Over the next couple of days, more hooks were set and three tiger sharks and two sand sharks were caught.

In response to the fatal attack, the Billy Weaver Shark Research and Control Program was initiated.  Starting April 1, 1959, 595-sharks were caught off Oʻahu during the remainder of the year; 71 were tiger sharks.

Kenny Young, my father, was the fund drive chairman for the Billy Weaver Shark Control Fund (Hawaiʻi’s first shark control program.)  They accepted donations, and to raise additional money teeth from the hunted sharks were put on chains and sold as necklaces.

In the old days, folks used to catch and kill sharks.  The accepted attitude was, “the only good shark is a dead shark.”

In an attempt to relieve public fears and to reduce the risk of shark attack, the state government of Hawaiʻi spent over $300,000 on shark control programs between 1959 and 1976. Six control programs of various intensity resulted in the killing of 4,668-sharks.

◆ **BRIEF**:
Extend the passage on Hawaiʻi's shark control programs, picking up after its final sentence. The items after this passage aren't needed for the work.

◆ **SUPPLIED ENTRIES**:

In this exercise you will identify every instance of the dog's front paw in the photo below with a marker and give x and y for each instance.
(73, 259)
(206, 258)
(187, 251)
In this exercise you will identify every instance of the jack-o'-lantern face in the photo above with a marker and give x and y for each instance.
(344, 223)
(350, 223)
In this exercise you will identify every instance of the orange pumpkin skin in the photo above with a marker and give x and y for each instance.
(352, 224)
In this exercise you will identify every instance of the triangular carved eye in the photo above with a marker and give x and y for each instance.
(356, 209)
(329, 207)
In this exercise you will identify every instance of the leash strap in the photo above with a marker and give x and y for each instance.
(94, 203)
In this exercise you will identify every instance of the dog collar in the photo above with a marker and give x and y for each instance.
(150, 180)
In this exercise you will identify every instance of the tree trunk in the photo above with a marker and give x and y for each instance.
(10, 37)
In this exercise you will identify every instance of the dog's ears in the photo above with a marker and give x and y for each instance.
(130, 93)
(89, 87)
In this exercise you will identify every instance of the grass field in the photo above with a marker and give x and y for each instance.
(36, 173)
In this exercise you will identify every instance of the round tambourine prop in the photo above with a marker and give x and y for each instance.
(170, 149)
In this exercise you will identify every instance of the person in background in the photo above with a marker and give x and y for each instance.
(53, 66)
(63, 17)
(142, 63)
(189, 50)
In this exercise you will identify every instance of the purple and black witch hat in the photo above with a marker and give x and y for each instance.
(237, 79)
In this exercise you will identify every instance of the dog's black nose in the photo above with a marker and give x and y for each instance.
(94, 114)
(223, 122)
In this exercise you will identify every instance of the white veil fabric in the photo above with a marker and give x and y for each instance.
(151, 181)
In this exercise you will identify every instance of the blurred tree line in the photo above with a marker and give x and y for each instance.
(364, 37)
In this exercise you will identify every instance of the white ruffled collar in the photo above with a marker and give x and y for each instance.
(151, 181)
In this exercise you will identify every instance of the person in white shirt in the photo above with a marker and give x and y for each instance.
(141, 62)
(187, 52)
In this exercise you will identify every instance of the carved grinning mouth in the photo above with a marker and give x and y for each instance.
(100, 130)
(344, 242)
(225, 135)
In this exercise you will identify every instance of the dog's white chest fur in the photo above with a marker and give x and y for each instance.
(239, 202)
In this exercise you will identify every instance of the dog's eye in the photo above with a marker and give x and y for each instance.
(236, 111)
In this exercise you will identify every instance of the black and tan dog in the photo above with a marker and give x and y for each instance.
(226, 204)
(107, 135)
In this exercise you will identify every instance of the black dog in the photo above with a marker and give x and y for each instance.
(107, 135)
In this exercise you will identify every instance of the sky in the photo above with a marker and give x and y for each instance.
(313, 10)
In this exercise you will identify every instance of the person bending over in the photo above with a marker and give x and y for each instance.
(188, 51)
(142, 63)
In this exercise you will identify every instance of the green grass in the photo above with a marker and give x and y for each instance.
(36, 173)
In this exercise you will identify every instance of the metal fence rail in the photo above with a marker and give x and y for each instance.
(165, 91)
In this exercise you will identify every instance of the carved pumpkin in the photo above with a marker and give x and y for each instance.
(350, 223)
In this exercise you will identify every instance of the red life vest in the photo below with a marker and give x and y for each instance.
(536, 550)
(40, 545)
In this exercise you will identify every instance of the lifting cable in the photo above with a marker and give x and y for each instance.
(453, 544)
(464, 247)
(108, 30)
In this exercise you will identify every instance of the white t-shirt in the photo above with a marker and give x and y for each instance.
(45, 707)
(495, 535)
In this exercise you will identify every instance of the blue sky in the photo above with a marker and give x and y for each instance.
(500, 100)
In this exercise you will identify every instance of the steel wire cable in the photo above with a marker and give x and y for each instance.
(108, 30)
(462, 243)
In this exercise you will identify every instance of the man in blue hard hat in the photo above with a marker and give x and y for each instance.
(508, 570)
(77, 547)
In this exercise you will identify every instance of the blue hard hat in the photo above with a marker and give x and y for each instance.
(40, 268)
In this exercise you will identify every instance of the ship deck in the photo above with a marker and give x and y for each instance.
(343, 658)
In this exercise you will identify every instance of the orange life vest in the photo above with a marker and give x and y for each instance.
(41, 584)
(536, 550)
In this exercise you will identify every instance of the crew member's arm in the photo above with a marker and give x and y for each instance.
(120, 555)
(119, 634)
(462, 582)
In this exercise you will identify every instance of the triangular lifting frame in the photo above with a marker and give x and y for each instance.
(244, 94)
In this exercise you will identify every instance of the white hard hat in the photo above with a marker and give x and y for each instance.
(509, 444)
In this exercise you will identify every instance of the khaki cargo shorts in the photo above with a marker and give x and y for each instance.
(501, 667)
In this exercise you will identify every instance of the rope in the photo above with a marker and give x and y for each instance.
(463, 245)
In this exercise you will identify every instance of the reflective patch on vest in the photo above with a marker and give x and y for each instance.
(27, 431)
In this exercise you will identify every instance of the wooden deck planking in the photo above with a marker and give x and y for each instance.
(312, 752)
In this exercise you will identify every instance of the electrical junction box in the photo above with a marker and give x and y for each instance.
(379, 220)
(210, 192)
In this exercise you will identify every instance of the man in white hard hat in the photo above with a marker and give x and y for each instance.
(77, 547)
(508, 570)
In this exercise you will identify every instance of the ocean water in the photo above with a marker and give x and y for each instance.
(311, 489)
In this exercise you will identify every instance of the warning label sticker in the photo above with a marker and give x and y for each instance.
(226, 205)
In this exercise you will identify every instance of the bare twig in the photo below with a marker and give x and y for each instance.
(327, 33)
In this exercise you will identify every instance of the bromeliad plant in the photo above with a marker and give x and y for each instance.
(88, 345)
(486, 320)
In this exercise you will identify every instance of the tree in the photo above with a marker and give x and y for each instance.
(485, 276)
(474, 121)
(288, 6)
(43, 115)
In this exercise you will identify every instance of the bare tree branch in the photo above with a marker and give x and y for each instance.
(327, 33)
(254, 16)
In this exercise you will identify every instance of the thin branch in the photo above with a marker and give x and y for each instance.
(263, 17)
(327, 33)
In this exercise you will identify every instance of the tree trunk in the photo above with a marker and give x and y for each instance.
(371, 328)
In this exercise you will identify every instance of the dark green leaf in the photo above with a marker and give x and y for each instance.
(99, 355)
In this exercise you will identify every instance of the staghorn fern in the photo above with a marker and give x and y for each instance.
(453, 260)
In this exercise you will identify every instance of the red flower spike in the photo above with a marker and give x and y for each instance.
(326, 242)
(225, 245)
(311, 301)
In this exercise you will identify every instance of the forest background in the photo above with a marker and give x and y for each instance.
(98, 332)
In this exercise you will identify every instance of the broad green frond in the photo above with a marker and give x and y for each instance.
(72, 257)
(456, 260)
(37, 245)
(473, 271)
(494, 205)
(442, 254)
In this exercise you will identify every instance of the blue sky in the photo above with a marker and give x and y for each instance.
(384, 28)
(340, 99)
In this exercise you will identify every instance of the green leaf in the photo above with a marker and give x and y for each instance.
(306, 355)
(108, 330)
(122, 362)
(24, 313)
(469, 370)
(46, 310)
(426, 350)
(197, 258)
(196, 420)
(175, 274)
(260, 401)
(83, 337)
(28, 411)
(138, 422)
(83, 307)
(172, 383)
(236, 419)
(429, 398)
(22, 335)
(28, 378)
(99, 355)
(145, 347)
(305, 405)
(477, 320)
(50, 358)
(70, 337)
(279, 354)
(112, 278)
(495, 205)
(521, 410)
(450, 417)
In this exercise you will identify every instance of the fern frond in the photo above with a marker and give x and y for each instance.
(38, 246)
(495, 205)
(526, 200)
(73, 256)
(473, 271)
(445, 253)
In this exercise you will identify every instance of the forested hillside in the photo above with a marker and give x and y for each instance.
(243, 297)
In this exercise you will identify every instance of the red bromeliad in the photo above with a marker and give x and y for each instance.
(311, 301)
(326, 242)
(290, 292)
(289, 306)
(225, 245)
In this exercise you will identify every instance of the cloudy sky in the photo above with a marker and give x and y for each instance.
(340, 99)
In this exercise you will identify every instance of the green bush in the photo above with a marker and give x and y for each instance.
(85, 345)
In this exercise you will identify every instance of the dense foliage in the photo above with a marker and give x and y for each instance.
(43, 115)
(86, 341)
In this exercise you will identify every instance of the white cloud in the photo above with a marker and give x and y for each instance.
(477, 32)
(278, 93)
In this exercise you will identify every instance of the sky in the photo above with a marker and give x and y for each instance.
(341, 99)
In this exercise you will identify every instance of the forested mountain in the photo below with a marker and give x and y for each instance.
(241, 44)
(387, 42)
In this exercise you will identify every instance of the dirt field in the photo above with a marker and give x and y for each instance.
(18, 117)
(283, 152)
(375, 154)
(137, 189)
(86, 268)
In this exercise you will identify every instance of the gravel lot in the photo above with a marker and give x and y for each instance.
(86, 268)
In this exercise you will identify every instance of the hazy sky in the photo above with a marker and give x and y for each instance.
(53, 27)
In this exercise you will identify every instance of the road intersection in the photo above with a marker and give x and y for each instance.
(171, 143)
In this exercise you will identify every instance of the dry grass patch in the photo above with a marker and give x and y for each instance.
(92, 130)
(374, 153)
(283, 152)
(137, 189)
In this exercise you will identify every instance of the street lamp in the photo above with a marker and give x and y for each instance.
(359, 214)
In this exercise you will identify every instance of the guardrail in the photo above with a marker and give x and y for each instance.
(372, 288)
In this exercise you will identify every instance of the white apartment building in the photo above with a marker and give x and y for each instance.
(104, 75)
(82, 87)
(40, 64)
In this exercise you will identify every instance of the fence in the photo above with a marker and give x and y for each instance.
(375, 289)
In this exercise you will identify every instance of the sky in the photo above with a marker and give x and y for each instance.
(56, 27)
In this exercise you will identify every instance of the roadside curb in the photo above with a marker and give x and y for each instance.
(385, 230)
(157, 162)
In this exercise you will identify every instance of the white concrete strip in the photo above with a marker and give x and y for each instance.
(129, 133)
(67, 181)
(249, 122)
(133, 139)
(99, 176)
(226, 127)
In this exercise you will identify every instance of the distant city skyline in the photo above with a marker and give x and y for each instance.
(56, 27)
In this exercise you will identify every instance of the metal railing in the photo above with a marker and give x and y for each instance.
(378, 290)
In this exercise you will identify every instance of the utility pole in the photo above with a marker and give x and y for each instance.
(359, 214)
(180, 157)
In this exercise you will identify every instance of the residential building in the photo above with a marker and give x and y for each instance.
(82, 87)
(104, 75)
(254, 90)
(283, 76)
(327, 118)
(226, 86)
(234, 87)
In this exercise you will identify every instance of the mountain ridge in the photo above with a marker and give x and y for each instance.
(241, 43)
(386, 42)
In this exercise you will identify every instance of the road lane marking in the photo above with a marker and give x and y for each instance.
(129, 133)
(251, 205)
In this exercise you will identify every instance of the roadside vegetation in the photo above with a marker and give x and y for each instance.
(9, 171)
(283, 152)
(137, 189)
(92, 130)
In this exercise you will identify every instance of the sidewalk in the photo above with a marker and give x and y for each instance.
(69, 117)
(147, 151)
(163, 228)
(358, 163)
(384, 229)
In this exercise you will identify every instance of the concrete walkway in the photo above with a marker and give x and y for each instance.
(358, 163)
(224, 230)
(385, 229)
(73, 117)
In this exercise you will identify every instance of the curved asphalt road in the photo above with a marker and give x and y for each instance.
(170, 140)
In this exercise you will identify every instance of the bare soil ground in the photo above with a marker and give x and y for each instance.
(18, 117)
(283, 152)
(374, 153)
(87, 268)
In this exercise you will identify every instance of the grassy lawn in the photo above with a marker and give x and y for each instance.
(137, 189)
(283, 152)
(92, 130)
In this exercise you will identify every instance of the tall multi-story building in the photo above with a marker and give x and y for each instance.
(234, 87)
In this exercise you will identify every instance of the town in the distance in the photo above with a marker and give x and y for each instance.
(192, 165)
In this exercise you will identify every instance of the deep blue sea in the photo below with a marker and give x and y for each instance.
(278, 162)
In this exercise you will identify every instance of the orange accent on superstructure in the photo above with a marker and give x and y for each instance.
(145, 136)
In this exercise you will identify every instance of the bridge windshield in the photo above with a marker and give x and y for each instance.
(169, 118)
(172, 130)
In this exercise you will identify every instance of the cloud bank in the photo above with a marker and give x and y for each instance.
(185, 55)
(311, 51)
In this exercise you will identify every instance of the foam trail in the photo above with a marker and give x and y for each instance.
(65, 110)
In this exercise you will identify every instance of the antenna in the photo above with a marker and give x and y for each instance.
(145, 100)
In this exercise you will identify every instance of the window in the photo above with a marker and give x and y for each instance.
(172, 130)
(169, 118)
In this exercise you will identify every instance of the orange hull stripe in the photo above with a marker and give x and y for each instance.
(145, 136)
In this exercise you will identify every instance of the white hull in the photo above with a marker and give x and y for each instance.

◆ **ANSWER TO THIS TASK**:
Subsequent evaluation of the 1959-1976 efforts noted, “Shark control programs do not appear to have had measurable effects on the rate of shark attacks in Hawaiian waters.  Implementation of large-scale control programs in the future in Hawaiʻi may not be appropriate.”  (Wetherbee, 1994)

At the turn of the century, my grandfather and his brothers (Young Brothers) used to have various jobs in Honolulu Harbor; one was taking paying customers out to harpoon sharks off-shore.  My great-uncle, William, wrote books about his adventures shark hunting.

I remember Kohala shark “hunts” on the Big Island where a donated steer carcass was tied between points in a cove and “hunters,” on surrounding cliffs using high-powered rifles, shot at sharks feeding off the carcass.

Times have changed.

We have learned that tiger sharks (the ones most implicated in attacks on humans) don’t simply dwell in small coastal territories, but are instead extremely wide-ranging.

They are opportunistic predators and typically move on soon after arriving in an area, because the element of surprise is quickly lost and potential prey become wary and difficult to catch.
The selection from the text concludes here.